(Stored dataset items)
——————

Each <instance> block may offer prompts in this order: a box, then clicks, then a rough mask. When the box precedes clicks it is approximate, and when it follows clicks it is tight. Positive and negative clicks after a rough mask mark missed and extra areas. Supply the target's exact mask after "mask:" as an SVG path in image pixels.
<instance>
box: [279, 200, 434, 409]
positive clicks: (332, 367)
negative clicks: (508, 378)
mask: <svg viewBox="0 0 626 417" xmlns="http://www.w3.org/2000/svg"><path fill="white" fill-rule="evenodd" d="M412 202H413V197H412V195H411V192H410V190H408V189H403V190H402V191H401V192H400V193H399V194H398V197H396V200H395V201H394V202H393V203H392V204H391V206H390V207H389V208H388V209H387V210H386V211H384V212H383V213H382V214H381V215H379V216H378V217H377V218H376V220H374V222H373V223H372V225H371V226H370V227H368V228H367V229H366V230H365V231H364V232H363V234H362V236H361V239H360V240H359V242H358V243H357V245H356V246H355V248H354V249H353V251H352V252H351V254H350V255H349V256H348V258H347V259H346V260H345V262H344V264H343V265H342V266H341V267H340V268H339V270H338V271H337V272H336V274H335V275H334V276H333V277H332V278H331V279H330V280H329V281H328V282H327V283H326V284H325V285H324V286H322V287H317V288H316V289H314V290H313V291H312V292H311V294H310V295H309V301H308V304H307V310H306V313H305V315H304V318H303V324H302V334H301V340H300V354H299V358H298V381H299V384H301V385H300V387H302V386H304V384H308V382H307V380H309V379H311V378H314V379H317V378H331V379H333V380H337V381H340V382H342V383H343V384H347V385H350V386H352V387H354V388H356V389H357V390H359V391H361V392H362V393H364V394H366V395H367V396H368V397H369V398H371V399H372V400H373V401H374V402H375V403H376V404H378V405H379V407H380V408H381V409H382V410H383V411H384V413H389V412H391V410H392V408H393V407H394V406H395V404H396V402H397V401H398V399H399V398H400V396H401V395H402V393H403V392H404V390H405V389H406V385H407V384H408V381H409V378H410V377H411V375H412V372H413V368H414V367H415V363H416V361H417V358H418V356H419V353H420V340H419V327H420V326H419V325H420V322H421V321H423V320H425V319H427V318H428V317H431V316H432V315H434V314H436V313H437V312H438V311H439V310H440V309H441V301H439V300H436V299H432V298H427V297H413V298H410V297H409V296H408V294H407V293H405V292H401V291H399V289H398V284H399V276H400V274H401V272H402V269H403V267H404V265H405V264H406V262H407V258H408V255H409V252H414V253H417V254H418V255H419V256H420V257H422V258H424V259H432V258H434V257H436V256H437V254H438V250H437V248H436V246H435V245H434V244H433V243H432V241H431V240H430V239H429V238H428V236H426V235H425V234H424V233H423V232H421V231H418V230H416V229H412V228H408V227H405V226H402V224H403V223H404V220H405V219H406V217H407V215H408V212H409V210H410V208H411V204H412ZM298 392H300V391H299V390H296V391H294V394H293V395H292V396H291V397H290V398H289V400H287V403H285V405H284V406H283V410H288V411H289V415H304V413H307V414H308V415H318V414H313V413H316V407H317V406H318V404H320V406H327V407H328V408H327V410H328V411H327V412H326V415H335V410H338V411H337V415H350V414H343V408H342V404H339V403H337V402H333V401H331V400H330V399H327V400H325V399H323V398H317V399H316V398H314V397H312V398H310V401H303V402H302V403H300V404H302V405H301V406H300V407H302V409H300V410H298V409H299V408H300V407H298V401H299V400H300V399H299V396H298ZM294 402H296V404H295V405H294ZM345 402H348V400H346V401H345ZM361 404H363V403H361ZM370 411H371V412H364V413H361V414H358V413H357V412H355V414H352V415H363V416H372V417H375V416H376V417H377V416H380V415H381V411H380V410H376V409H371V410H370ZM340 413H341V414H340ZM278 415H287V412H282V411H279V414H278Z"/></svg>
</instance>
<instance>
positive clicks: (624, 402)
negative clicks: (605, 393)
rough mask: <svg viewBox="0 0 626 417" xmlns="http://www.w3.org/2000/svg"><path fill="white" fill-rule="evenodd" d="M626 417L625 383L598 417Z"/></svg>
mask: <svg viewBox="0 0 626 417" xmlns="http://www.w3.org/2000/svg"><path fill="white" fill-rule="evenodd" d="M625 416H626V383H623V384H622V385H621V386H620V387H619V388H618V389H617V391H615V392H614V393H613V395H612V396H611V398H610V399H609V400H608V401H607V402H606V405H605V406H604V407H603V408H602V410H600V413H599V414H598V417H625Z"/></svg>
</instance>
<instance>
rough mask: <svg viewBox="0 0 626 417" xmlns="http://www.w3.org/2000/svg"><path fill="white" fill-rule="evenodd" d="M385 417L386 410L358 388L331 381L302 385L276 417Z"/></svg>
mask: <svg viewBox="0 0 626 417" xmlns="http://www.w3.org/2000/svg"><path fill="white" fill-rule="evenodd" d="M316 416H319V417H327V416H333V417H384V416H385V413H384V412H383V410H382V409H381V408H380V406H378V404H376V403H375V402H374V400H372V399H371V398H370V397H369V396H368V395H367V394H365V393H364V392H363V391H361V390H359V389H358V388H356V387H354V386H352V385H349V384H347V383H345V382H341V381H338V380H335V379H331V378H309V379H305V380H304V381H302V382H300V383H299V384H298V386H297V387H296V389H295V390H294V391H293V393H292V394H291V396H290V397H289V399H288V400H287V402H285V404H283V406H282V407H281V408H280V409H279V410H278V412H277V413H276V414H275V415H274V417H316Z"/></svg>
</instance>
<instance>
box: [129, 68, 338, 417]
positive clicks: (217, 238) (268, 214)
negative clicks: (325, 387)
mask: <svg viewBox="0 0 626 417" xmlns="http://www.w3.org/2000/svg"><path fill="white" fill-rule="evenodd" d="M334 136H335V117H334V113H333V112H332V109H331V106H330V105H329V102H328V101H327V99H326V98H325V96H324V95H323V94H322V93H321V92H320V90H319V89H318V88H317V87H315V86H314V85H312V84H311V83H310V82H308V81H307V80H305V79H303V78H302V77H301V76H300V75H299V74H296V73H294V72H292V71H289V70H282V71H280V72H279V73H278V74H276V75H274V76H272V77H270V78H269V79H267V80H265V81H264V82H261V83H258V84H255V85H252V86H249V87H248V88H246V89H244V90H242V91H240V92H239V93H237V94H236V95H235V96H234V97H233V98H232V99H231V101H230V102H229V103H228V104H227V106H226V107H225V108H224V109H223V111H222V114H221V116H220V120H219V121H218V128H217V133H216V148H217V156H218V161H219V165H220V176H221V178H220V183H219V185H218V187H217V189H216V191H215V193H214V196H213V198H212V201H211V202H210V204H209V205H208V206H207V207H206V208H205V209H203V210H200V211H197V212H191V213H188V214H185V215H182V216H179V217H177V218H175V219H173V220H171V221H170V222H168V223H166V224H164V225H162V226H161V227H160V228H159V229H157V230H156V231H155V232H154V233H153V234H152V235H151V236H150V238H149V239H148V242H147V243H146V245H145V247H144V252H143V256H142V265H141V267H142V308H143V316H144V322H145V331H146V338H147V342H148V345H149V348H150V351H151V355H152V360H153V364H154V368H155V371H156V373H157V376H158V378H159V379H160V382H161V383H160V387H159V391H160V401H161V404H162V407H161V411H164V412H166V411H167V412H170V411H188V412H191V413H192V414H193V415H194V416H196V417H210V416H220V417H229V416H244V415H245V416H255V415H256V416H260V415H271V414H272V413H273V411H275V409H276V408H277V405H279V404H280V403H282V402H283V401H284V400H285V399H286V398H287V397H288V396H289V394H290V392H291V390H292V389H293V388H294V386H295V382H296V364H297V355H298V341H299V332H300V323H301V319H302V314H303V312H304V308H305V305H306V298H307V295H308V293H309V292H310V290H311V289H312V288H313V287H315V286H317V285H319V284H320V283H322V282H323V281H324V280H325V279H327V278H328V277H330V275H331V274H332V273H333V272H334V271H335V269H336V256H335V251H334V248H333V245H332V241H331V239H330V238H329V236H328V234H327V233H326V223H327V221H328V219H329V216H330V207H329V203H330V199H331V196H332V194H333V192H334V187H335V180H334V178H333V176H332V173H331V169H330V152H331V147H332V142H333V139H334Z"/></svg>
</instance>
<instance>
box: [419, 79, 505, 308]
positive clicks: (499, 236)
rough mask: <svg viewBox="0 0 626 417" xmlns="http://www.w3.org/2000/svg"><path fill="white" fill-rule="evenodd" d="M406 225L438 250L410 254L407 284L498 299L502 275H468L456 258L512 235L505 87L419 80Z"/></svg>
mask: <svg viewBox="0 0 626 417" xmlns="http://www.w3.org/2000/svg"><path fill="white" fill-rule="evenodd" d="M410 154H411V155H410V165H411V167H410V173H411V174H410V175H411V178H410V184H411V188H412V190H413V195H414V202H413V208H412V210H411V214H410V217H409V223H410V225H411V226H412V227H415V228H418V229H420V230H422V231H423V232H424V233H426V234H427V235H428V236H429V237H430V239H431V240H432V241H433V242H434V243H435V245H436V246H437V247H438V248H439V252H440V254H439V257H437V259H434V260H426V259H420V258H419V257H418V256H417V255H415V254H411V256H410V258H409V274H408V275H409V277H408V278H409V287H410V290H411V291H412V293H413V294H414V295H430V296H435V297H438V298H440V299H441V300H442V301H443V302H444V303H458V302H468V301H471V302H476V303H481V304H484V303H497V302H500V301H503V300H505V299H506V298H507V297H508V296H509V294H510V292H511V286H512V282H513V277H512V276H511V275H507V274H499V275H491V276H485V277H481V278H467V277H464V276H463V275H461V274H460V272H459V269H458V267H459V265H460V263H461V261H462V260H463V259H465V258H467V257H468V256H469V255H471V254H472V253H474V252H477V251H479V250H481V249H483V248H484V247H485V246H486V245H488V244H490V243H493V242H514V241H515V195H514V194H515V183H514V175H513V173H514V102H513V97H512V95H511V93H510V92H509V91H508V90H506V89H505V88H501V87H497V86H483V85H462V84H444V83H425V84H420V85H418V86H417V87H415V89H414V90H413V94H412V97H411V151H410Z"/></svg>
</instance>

——————

### PROMPT
Transcribe only, please, the lines from the first line of the records through the line with "positive clicks: (332, 367)". Both of those lines are included.

### ANSWER SECTION
Each <instance> block may offer prompts in this order: a box, then clicks, then a rough mask. When the box precedes clicks it is approximate, and when it follows clicks it is tight. Positive and negative clicks after a rough mask mark missed and extra areas. Supply the target's exact mask after "mask:" as an SVG path in image pixels.
<instance>
box: [279, 200, 434, 409]
positive clicks: (332, 367)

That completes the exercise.